> _Given records_
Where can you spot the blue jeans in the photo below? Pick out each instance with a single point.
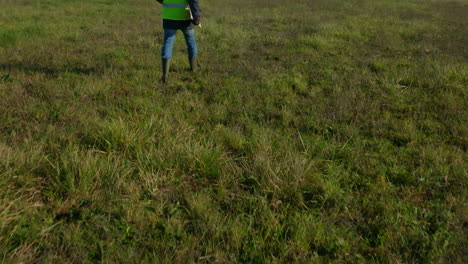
(169, 38)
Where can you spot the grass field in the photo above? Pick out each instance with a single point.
(317, 131)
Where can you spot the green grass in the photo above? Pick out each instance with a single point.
(317, 131)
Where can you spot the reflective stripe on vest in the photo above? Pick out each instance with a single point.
(176, 10)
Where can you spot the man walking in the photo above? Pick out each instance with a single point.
(179, 15)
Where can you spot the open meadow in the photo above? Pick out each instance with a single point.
(317, 131)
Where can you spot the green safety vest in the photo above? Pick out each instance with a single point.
(176, 10)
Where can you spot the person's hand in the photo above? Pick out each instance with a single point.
(196, 21)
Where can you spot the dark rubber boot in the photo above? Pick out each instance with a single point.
(193, 64)
(166, 63)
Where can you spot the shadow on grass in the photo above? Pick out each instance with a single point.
(50, 70)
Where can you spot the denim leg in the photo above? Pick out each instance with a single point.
(169, 38)
(189, 35)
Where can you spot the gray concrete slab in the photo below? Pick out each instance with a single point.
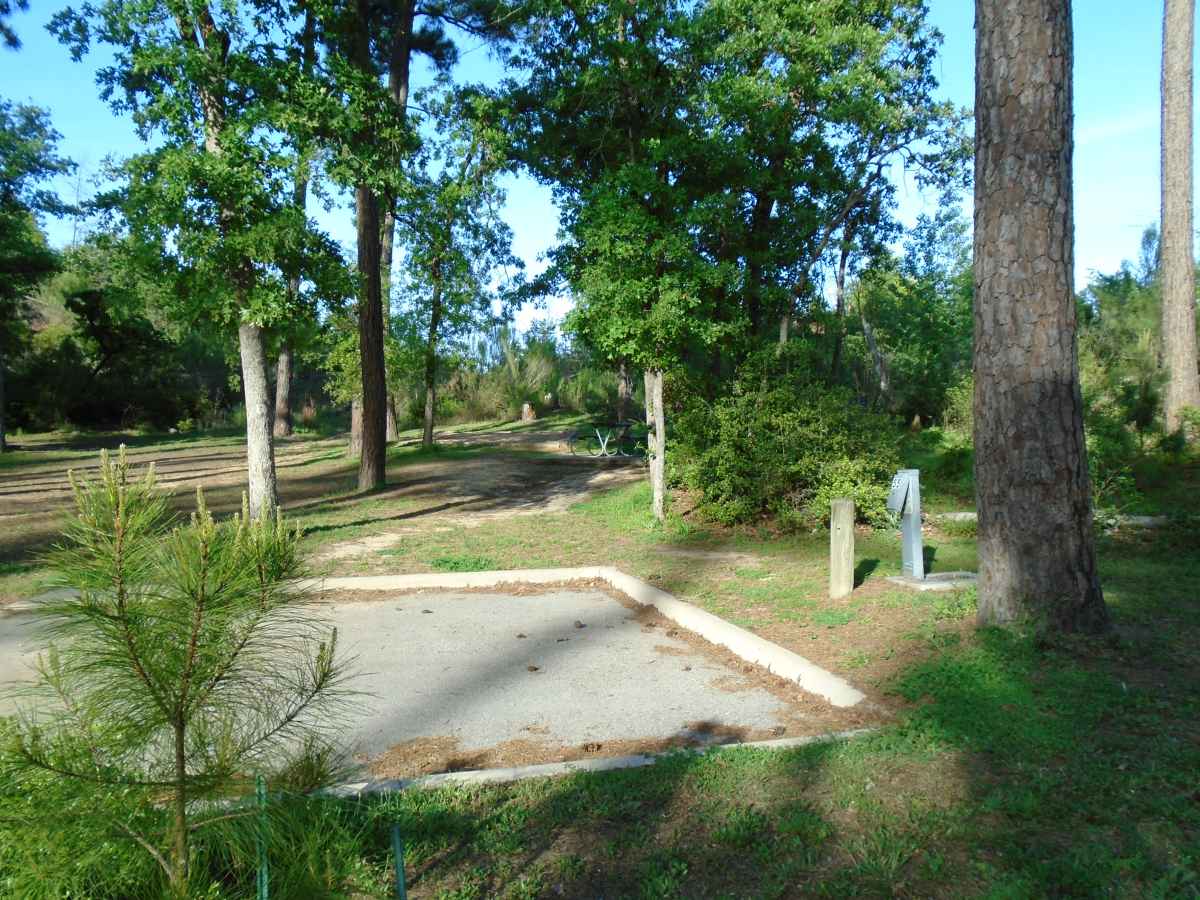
(489, 667)
(18, 652)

> _Aim_
Quote the entries above word for word. Leave the images out.

> _Full output_
Where can you spot the blue jeans in the photo below? Pick out each instance with a single point.
(169, 38)
Where can you spot the grass field in the photo above? Pick out each instance with a single point.
(317, 131)
Where can you spot the green grass in the photo above? Pick out each instance with a single point.
(317, 131)
Where can you spot the reflective stripe on vest in the photo above? Pick out each instance with a single point.
(176, 10)
Where can you spot the man walking in the photo above? Pick out each instance with a single point.
(179, 15)
Where can you spot the open meadow in the photo above? Pick out each instance with a single point.
(317, 131)
Where can you spot the green safety vest in the photo above? Pick out each instance with a single point.
(176, 10)
Where can you spot the person's hand in the photo above? Pick out each instance with a single point.
(196, 21)
Where can you spot the dark rubber boot in the photo above? Pick out each instance with a single point.
(193, 64)
(166, 63)
Where can you spot the shadow on grass in the photo above? Pick out each instance with a single point.
(50, 70)
Where can you spot the denim leg in the photo above? Pick out each instance with a single point.
(169, 38)
(189, 35)
Where can you spot the gray concrete slab in the photo below? Pick out each instance with a single point.
(489, 667)
(18, 652)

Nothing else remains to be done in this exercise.